Raw data
★ ★ ★ ★ ★

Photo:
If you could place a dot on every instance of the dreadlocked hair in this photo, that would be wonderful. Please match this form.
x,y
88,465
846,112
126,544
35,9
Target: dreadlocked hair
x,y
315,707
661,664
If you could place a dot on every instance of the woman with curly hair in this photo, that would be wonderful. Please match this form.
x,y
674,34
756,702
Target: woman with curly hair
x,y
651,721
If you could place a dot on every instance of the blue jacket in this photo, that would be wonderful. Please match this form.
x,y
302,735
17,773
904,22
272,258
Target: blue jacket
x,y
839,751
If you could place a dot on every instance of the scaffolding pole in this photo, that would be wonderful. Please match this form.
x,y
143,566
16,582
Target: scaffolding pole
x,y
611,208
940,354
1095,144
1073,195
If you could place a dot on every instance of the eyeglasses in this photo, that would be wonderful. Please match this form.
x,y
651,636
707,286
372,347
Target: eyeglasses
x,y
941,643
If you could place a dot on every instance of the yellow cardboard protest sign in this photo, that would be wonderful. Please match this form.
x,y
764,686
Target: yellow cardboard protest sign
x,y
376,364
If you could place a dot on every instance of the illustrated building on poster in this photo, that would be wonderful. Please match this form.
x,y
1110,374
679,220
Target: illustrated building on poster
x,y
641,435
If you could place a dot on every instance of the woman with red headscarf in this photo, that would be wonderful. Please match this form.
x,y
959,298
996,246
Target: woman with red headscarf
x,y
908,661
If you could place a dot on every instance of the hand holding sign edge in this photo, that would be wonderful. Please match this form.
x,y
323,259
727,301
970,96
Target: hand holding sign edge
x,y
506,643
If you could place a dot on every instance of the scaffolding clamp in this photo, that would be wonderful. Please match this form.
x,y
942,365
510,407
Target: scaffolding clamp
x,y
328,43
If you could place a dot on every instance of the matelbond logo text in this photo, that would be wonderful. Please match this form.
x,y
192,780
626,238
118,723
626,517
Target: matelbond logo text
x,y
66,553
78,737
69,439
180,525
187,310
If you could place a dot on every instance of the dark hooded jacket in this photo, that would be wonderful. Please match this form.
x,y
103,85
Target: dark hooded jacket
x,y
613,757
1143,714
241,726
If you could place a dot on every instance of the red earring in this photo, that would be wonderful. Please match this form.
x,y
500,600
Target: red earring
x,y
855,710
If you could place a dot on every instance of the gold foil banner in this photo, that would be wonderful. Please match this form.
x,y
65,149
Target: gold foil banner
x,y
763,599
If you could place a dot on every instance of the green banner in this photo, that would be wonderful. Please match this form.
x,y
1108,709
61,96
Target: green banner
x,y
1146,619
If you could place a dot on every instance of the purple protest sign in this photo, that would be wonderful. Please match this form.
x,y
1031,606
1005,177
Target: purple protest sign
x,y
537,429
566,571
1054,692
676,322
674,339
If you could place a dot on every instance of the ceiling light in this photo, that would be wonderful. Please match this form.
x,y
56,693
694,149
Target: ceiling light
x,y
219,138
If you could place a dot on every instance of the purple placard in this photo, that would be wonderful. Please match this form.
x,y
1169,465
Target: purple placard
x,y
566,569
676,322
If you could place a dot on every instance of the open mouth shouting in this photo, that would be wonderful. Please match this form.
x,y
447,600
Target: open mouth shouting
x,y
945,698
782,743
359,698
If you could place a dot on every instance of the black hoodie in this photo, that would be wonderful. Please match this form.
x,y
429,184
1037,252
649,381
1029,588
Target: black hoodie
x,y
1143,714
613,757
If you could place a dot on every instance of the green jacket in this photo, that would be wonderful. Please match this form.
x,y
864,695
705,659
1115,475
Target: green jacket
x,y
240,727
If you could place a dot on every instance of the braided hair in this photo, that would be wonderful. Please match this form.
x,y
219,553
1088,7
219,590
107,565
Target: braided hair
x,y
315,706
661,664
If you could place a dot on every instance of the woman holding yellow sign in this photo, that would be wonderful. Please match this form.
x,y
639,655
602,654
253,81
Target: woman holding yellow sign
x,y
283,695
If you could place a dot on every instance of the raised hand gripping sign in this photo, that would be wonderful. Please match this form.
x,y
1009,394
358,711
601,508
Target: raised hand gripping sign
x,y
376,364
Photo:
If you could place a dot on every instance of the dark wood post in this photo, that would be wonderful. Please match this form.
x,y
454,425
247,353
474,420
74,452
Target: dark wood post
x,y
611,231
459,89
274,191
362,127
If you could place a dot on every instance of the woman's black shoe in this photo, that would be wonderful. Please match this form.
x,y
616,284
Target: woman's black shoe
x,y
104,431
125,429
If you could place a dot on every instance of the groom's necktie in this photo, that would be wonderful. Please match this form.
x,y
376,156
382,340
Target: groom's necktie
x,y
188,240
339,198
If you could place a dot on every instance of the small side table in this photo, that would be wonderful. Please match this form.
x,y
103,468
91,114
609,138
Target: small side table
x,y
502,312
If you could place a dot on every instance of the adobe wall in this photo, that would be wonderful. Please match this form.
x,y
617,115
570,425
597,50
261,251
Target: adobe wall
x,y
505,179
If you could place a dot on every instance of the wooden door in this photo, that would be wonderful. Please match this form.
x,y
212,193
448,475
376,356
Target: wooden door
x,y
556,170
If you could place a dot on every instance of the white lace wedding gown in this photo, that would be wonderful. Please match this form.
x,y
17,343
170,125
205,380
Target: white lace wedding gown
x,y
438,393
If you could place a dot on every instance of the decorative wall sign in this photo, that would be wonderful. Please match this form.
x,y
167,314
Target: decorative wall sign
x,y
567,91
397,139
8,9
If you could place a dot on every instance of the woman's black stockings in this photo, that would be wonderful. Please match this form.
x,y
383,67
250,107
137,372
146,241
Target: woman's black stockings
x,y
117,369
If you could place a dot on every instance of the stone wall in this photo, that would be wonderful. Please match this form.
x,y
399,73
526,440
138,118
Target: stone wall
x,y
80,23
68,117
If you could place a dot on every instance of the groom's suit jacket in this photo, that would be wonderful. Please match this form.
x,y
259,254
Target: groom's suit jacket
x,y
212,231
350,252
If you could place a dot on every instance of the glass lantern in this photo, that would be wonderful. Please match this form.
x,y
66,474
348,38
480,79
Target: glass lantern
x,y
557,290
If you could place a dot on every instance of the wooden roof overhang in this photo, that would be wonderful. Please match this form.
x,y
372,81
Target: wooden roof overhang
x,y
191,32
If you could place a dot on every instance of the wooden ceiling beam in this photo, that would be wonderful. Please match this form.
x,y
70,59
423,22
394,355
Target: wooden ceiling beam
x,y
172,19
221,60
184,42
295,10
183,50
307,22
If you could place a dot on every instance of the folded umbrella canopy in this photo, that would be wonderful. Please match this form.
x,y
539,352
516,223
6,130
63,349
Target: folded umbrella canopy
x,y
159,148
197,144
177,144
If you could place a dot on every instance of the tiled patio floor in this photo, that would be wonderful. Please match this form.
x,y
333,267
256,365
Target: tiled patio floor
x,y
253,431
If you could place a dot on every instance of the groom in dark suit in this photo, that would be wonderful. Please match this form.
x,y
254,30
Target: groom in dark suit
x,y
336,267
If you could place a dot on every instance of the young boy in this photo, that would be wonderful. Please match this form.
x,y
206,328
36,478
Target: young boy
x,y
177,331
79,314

★ ★ ★ ★ ★

Please restate the records in full, word for word.

Photo:
If you could place a dot on every instance of the dreadlocked hair in this photo, that would be wonderful. Please match this form.
x,y
88,465
846,112
126,544
35,9
Target: dreadlocked hair
x,y
315,707
661,664
If you could place a dot on every instance of the woman with curly hair in this photo, that would be wonderful. Please match this form.
x,y
674,34
756,702
Target: woman with curly hair
x,y
651,721
If you could place a dot on every instance of the blue jacket in this photo, that would be wonderful. Please match this form.
x,y
302,735
17,773
904,22
272,258
Target: blue jacket
x,y
839,751
If you could place a dot on every instance of the scaffolding pole in this photo, that would be wonderful. Please match this form.
x,y
143,566
16,582
Target: scaffolding pole
x,y
611,208
940,354
1095,144
1073,195
If you could place a dot on every instance of the eyeglasses in this photo, that would be wonderful. Please match this form.
x,y
651,636
707,286
372,347
Target: eyeglasses
x,y
941,643
If you could place a dot on every instance of the yellow cardboard protest sign in this photo, that would be wonderful. Please match this form.
x,y
764,686
Target: yellow cardboard protest sign
x,y
376,364
If you could place a dot on every instance of the illustrated building on poster in this photo, that would be wonderful. Please match this form.
x,y
1110,374
679,220
Target: illustrated building on poster
x,y
641,435
If you could place a dot on every instance of the woman with red headscarf in this photo, that would be wonderful. Please match this form.
x,y
959,298
996,246
Target: woman with red headscarf
x,y
908,661
If you could place a dot on every instance of the hand holding sign edge in this photo, that would be wonderful. Please match this form.
x,y
323,259
727,301
970,96
Target: hand holding sign edge
x,y
506,643
If you could place a dot on every instance of the scaffolding clamp in this photo, that would be wonderful. Please match this form.
x,y
942,365
510,407
Target: scaffolding clamp
x,y
328,43
If you could place a dot on every instance of the matelbond logo text in this photo, that would be wonderful. Please match this form.
x,y
192,780
626,238
118,723
626,517
Target: matelbond logo text
x,y
66,553
78,737
69,439
180,525
187,310
If you could place a dot on every instance of the dark hooded jacket in this photo, that would be wonderful. Please match this form.
x,y
103,85
Target: dark hooded jacket
x,y
613,757
1143,714
241,726
If you could place a dot on every instance of the red earring in this photo, that would be wonderful. Please match this form.
x,y
500,600
Target: red earring
x,y
855,710
If you could place a dot on every instance of the gold foil banner in this photo, that would be wonderful. Please match this form.
x,y
65,149
Target: gold foil banner
x,y
763,599
If you could place a dot on every instance of the green banner in this photo, that would be wonderful. Please match this form.
x,y
1108,709
61,96
Target: green banner
x,y
1146,619
If you could place a dot on every instance of the purple protest sign in this photo, that would be wonderful. Please match this form.
x,y
1031,606
1005,177
Target: purple protest sign
x,y
537,429
566,571
1054,692
676,322
674,339
If you could place a dot on every instance of the ceiling light in this photo, that would be wonderful. Please match this form.
x,y
56,693
694,149
Target: ceiling light
x,y
219,138
If you could place a dot on every instance of the purple placard in this photo, that would be wonderful. Please match this form.
x,y
1169,465
Target: purple placard
x,y
566,569
676,322
If you could place a dot on every instance of the open mouth shouting in this photo, that would be wonderful. Please match this form.
x,y
447,600
Target: open mouth shouting
x,y
945,698
782,743
359,698
If you could place a dot on every instance of the black hoodie in this photo, that would be wonderful. Please match this form.
x,y
429,184
1037,252
649,381
1029,588
Target: black hoodie
x,y
1143,714
613,757
If you could place a dot on every instance of the green jacket in this photo, that would be wonderful. Please match this form.
x,y
864,695
705,659
1115,475
Target: green jacket
x,y
240,727
If you could place a dot on every instance of the braided hair in this photo, that would be wonderful. Please match this form.
x,y
219,553
1088,7
219,590
107,565
Target: braided hair
x,y
315,706
661,664
If you could place a dot on every instance of the woman holding yellow sign in this photo, that would be wonderful. Please match this form.
x,y
639,655
602,654
253,81
Target: woman holding yellow sign
x,y
283,695
If you could place a dot on every instance of the raised hand gripping sign in this photo, that would be wonderful. Please match this form.
x,y
1009,394
358,711
601,508
Target: raised hand gripping sign
x,y
376,364
Photo:
If you could place a dot on every instance of the dark wood post in this photo, that would be wonderful. Please match this form.
x,y
454,425
247,353
474,420
74,452
Target: dark wood post
x,y
611,231
459,89
274,191
362,127
If you could place a dot on every instance of the woman's black shoe in this photo, that would be wonderful. Please match this form.
x,y
616,284
Target: woman's black shoe
x,y
104,431
125,429
If you could place a dot on every instance of the groom's necktie in this photo, that would be wonderful. Please match this form.
x,y
376,156
382,340
Target: groom's necktie
x,y
188,240
339,198
If you could place a dot on every instance of the small side table in this photo, that would be wonderful. Please match this form.
x,y
103,468
91,114
609,138
Target: small side table
x,y
502,312
If you could place a dot on every instance of the adobe wall in this photo, that would be wonderful. Please match this form.
x,y
617,115
570,425
597,50
261,251
Target: adobe wall
x,y
505,179
If you could place a dot on every instance of the wooden door in this photo, that would be wonderful. Please match this form.
x,y
212,193
448,475
376,356
Target: wooden door
x,y
556,170
If you could place a dot on every instance of the white lace wedding gown in this photo, that would be wonderful. Please match this form.
x,y
17,343
170,125
205,380
Target: white lace wedding gown
x,y
438,393
If you could place a dot on every instance of the decorative wall sign in this photo, that would be wonderful. Please match this form.
x,y
167,314
Target: decorative wall sign
x,y
567,91
397,139
8,9
If you could place a dot on every instance of the woman's black stockings in this photo, that would be wonderful. Please match this form.
x,y
383,67
250,107
137,372
146,241
Target: woman's black stockings
x,y
117,369
If you could place a dot on every instance of the stone wall in this photo, that would be wonderful. Please match this form.
x,y
399,73
526,440
138,118
Target: stone wall
x,y
80,23
68,117
If you could place a dot on every instance of the groom's suit jacket in this photo, that would be wonderful. Please match this form.
x,y
259,254
Target: groom's suit jacket
x,y
212,231
350,252
If you could place a dot on every instance of the glass lantern in this photo, that would be wonderful. Please match this form.
x,y
66,474
348,38
480,79
Target: glass lantern
x,y
557,290
If you could place a dot on every instance of the wooden roof overhang in this photo, that would be wonderful. Please match this form.
x,y
372,81
Target: wooden roof overhang
x,y
191,32
If you could place a dot on every instance of the wooden ceiling beam in this photo, that would be wonderful. Please match this form.
x,y
70,59
423,22
394,355
Target: wooden ceiling beam
x,y
172,19
221,60
184,42
295,10
183,50
307,22
If you could place a dot on every instance of the folded umbrella canopy in this photo, that would be wonderful. Please match this form.
x,y
539,352
516,223
6,130
63,349
Target: folded umbrella canopy
x,y
159,148
197,144
177,144
If you could place a dot on every instance of the tiled patio floor in this photo, that would be wonderful. Please match this form.
x,y
333,267
256,365
Target: tiled patio floor
x,y
253,431
If you could place a dot on every instance of the groom in dark suit in this photo, that would be wonderful. Please match this form.
x,y
254,30
Target: groom in dark suit
x,y
336,267
If you could place a dot on every instance of the young boy in this photo, that would be wonderful. Please match this form.
x,y
206,328
36,478
Target: young boy
x,y
177,331
79,314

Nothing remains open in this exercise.